━━━ Task input

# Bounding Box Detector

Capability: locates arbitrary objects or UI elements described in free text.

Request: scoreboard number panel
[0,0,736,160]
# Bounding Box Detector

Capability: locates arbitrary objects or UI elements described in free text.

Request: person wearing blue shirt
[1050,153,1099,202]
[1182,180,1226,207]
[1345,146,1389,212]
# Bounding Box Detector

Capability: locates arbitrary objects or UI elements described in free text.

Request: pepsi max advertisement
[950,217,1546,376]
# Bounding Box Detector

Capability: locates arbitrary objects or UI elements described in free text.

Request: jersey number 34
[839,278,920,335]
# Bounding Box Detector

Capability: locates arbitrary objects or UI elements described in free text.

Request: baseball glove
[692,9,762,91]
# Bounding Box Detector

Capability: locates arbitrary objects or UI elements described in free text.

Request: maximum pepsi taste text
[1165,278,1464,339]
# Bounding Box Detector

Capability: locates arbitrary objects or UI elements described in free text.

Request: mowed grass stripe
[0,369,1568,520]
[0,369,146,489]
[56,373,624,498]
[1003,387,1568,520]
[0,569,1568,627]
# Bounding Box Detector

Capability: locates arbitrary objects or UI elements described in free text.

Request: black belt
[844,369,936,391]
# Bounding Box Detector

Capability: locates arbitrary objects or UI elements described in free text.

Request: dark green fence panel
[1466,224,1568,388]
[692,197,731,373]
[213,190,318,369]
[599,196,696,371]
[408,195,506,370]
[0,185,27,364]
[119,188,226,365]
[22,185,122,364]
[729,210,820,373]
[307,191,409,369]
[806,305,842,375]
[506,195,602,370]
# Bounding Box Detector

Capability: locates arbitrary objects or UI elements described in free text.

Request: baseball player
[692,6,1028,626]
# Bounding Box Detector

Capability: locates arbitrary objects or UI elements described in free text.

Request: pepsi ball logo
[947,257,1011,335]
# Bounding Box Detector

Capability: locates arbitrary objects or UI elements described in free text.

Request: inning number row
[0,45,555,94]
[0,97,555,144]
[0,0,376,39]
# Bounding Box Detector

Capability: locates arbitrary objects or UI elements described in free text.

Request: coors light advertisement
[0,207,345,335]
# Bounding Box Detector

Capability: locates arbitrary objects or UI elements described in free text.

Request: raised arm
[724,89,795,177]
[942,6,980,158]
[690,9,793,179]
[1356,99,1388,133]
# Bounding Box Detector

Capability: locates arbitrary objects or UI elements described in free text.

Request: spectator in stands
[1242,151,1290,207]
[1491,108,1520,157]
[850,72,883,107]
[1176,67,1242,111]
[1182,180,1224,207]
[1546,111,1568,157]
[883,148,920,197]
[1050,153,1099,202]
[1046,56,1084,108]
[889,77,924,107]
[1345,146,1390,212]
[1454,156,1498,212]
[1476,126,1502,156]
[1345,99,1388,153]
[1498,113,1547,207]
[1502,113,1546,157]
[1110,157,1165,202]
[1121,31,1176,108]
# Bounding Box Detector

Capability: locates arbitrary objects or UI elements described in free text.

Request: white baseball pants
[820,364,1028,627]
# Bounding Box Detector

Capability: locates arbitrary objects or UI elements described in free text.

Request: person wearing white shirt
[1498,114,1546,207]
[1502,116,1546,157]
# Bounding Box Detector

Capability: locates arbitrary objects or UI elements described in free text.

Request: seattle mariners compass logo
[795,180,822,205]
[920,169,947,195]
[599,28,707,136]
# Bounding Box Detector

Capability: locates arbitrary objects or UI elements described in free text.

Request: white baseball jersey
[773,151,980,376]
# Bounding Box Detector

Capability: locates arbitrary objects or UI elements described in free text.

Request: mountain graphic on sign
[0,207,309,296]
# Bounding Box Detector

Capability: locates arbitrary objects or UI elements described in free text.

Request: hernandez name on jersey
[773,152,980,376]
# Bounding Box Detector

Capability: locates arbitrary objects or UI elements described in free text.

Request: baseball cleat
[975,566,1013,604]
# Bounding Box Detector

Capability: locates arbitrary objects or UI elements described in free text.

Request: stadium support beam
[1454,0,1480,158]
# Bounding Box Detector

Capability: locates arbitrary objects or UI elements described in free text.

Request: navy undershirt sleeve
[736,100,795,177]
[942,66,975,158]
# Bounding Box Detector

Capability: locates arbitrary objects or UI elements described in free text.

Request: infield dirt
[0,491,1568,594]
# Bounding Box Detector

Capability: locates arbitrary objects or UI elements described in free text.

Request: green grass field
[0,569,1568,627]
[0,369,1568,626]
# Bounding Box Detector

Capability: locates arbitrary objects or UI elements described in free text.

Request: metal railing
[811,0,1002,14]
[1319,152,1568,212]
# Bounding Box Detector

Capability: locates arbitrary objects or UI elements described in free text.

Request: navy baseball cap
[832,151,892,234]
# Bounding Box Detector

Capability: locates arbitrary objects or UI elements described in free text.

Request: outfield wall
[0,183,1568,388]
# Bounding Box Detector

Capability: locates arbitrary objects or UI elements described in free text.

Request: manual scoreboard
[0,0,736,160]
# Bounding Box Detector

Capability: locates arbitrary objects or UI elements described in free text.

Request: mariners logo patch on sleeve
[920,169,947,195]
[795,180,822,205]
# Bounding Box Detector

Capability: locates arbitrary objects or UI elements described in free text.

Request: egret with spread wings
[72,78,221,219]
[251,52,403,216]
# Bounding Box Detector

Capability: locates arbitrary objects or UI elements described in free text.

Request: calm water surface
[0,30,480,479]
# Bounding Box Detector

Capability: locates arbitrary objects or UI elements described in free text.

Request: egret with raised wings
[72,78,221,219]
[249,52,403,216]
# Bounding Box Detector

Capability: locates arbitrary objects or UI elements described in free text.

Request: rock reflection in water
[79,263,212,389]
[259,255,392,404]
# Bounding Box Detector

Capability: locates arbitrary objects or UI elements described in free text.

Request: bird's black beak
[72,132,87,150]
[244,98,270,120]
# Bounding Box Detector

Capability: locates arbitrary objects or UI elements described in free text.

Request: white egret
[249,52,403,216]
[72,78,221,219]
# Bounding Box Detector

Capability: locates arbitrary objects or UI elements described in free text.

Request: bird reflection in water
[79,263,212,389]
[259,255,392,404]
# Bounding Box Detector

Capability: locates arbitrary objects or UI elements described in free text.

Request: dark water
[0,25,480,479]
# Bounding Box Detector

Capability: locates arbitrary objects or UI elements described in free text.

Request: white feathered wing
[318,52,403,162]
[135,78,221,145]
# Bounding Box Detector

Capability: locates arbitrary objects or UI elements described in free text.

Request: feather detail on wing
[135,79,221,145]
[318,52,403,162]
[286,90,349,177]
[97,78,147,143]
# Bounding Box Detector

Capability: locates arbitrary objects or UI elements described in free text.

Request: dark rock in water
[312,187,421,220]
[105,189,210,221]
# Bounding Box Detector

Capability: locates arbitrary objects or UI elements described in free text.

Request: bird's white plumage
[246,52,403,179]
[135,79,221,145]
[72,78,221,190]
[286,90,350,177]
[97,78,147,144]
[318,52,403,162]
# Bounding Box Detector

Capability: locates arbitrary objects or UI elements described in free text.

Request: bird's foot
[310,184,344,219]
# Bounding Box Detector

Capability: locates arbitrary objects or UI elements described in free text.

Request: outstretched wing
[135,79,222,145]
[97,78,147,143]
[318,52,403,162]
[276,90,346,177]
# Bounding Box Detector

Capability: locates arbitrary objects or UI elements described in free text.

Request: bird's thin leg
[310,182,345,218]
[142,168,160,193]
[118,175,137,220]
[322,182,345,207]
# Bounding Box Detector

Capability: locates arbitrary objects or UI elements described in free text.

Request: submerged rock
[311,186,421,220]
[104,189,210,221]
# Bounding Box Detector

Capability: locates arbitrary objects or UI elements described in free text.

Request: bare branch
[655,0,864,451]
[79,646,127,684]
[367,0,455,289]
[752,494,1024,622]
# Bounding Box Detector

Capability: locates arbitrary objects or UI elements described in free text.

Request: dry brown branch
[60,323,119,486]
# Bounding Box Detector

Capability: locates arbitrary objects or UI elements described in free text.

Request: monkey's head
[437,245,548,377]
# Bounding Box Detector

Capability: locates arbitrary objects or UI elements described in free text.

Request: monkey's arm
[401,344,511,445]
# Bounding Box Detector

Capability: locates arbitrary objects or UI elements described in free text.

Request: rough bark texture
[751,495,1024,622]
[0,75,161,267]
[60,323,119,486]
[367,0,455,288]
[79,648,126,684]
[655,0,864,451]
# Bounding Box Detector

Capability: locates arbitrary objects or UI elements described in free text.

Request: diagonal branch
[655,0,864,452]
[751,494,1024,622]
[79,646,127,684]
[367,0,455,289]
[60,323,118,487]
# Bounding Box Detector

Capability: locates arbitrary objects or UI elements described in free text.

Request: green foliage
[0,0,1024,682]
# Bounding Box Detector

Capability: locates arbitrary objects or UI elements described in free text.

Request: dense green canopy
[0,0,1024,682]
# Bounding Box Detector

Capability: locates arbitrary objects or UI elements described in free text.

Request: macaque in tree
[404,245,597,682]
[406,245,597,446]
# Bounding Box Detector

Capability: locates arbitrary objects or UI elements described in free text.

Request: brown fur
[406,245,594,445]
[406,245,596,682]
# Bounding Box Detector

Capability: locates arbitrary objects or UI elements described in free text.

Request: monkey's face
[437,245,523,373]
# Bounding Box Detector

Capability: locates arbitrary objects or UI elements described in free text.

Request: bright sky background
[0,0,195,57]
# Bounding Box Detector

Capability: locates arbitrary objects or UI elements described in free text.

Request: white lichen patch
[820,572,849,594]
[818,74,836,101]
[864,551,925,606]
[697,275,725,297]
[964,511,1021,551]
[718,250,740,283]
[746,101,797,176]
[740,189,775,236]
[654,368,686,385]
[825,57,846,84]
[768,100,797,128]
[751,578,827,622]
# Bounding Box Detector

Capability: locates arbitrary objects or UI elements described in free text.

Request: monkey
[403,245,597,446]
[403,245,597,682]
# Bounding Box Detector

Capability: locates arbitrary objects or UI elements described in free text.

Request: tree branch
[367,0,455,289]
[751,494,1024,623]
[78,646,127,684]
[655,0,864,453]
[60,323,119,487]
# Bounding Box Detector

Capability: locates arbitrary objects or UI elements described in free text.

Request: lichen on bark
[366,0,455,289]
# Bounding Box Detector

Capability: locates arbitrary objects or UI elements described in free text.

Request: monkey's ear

━━━━━━

• Aim
State how many lines in the items above contain the word "egret". Give only the number.

• Solution to this task
3